Stated task. All the entries need to be quoted exactly, apart from the pictures, which you should drop.

Provided records.
▬▬▬▬▬▬
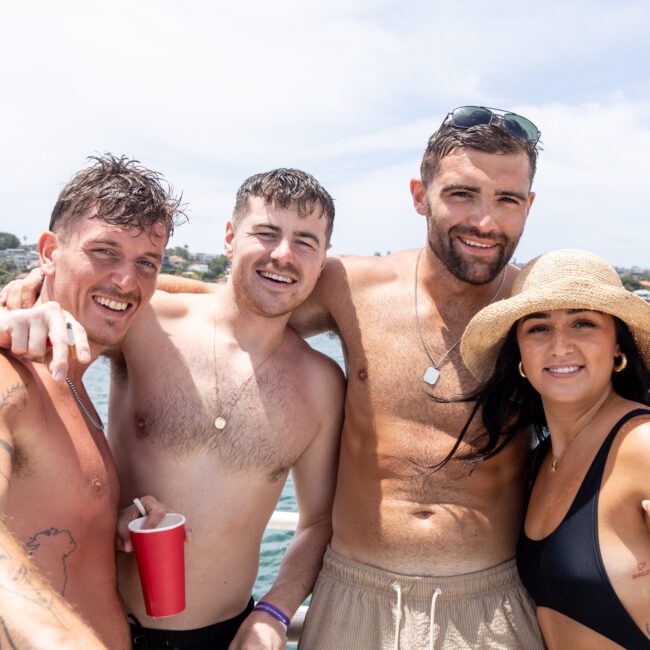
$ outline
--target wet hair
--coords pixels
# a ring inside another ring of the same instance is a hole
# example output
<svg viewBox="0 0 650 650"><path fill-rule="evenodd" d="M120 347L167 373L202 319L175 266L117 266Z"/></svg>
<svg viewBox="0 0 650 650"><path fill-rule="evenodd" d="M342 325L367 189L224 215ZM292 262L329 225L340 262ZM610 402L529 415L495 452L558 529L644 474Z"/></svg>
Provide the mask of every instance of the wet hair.
<svg viewBox="0 0 650 650"><path fill-rule="evenodd" d="M627 367L612 374L614 391L625 399L650 406L650 370L643 362L628 326L614 317L619 349L627 356ZM540 394L518 370L521 354L517 345L517 323L508 332L496 359L492 376L473 393L459 399L441 399L440 402L475 402L474 408L458 436L452 450L435 466L444 467L452 458L478 462L498 454L517 435L532 426L542 442L546 437L546 416ZM612 364L614 360L612 359ZM472 441L475 450L455 456L467 431L481 410L483 431Z"/></svg>
<svg viewBox="0 0 650 650"><path fill-rule="evenodd" d="M457 149L476 149L485 153L513 154L525 153L530 165L530 183L532 185L537 169L538 144L518 138L506 131L503 122L495 115L491 124L478 124L468 129L459 129L449 123L443 125L429 138L427 148L422 156L420 178L428 187L440 169L443 158Z"/></svg>
<svg viewBox="0 0 650 650"><path fill-rule="evenodd" d="M61 190L50 218L50 230L66 235L84 212L94 207L91 219L151 233L162 225L167 238L187 220L181 197L161 174L139 161L112 154L90 156L94 164L75 174Z"/></svg>
<svg viewBox="0 0 650 650"><path fill-rule="evenodd" d="M239 225L248 211L248 199L255 196L277 208L295 206L301 217L318 211L327 220L326 241L334 228L334 200L327 190L307 172L300 169L273 169L247 178L237 190L233 224Z"/></svg>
▬▬▬▬▬▬
Response to the task.
$ outline
--target wet hair
--coords pixels
# a ring inside another ring of the same instance is a hole
# example output
<svg viewBox="0 0 650 650"><path fill-rule="evenodd" d="M120 347L167 373L202 319L175 266L117 266Z"/></svg>
<svg viewBox="0 0 650 650"><path fill-rule="evenodd" d="M342 325L367 189L224 215ZM292 262L329 225L340 262ZM610 402L529 415L495 452L558 529L644 474Z"/></svg>
Provide the mask of every instance of the wet hair.
<svg viewBox="0 0 650 650"><path fill-rule="evenodd" d="M627 367L612 374L614 391L625 399L650 406L650 370L643 362L628 326L614 317L619 349L627 356ZM540 394L518 370L521 354L517 345L517 323L508 332L496 359L492 376L473 393L459 399L441 399L440 402L475 402L474 408L458 436L452 450L435 466L444 467L452 458L478 462L498 454L517 435L532 426L542 442L546 437L546 416ZM612 364L614 360L612 359ZM472 441L475 450L455 456L467 431L481 410L483 431Z"/></svg>
<svg viewBox="0 0 650 650"><path fill-rule="evenodd" d="M457 149L476 149L485 153L513 154L525 153L530 165L530 183L532 185L537 169L538 144L518 138L506 131L503 122L495 115L491 124L478 124L468 129L459 129L449 123L443 125L429 138L427 148L422 156L420 178L428 187L440 169L443 158Z"/></svg>
<svg viewBox="0 0 650 650"><path fill-rule="evenodd" d="M61 190L50 218L50 230L66 235L84 212L94 207L91 219L151 233L162 225L167 238L187 220L181 197L161 174L139 161L112 154L90 156L94 164L75 174Z"/></svg>
<svg viewBox="0 0 650 650"><path fill-rule="evenodd" d="M239 225L248 211L248 199L255 196L277 208L295 206L301 217L318 211L327 220L326 241L334 228L334 200L327 190L307 172L300 169L273 169L247 178L237 190L233 224Z"/></svg>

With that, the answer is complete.